## EXCERPTED RECORDS
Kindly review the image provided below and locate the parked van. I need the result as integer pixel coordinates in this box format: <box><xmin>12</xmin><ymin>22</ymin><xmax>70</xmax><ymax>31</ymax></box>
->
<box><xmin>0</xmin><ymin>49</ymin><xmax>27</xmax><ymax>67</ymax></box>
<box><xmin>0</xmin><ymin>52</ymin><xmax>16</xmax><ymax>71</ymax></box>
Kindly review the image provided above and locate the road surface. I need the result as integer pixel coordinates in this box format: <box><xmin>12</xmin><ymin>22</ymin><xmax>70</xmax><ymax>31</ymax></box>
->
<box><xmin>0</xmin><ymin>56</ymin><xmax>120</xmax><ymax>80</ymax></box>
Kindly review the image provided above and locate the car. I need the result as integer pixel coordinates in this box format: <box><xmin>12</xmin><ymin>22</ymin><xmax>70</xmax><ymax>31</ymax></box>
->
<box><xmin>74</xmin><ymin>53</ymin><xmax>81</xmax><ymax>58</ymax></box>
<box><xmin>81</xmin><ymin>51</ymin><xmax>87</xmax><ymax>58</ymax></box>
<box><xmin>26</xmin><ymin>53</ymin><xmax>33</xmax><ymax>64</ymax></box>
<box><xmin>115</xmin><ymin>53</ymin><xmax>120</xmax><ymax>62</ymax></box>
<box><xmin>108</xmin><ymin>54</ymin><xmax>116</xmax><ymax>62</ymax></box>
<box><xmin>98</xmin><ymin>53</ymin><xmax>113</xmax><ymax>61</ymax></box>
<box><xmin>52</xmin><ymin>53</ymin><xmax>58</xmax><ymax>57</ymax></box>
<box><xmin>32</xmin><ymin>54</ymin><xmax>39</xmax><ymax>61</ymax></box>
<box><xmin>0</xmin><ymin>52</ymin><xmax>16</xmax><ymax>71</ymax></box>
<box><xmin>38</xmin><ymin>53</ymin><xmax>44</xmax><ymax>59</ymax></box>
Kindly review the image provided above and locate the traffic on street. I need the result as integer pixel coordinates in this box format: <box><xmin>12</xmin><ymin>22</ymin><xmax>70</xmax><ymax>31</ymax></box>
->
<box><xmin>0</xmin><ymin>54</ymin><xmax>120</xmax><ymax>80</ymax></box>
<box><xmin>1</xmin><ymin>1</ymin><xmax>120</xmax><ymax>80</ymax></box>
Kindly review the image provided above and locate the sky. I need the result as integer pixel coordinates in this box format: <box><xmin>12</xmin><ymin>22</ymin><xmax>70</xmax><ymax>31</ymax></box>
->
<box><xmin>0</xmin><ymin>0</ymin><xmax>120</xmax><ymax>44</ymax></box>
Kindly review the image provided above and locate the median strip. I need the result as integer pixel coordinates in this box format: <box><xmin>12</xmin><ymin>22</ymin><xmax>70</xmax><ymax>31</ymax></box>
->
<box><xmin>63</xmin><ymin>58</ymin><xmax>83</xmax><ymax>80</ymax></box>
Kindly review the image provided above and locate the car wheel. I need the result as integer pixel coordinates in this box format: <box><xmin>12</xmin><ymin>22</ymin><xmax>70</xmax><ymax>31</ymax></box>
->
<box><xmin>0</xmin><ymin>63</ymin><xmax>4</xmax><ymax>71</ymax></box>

...

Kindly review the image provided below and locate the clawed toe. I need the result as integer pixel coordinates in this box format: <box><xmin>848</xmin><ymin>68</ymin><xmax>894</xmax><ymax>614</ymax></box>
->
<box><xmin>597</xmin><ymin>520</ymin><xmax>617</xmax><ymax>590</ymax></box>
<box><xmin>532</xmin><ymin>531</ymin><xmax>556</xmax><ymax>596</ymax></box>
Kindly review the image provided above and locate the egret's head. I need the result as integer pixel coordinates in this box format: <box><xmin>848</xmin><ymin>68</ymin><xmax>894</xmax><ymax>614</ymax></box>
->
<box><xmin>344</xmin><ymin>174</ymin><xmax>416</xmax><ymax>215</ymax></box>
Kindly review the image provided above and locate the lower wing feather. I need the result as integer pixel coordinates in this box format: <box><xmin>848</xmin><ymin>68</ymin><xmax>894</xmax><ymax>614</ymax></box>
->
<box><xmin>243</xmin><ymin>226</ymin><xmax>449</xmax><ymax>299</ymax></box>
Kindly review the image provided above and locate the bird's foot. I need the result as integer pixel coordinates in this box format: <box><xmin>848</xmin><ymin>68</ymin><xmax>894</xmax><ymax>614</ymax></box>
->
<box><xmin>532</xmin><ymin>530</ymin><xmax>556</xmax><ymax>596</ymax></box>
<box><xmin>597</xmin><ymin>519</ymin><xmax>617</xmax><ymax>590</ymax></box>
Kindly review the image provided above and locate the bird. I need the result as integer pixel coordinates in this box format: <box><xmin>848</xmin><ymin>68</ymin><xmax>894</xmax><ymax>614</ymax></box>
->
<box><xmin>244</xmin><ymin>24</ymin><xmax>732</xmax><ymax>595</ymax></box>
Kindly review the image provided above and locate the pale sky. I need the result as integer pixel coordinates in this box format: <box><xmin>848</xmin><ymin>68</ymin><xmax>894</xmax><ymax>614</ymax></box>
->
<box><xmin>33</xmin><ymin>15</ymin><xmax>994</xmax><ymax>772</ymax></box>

## TRY IT
Gather from the entries above all lines that include the string "below".

## PROBLEM SOLUTION
Kindly review the image provided below and locate the parked van. I need the result as integer pixel coordinates in this box format: <box><xmin>12</xmin><ymin>22</ymin><xmax>70</xmax><ymax>31</ymax></box>
Kindly review the image provided below and locate the clawed toe. I need the result as integer pixel coordinates in this box format: <box><xmin>848</xmin><ymin>68</ymin><xmax>894</xmax><ymax>614</ymax></box>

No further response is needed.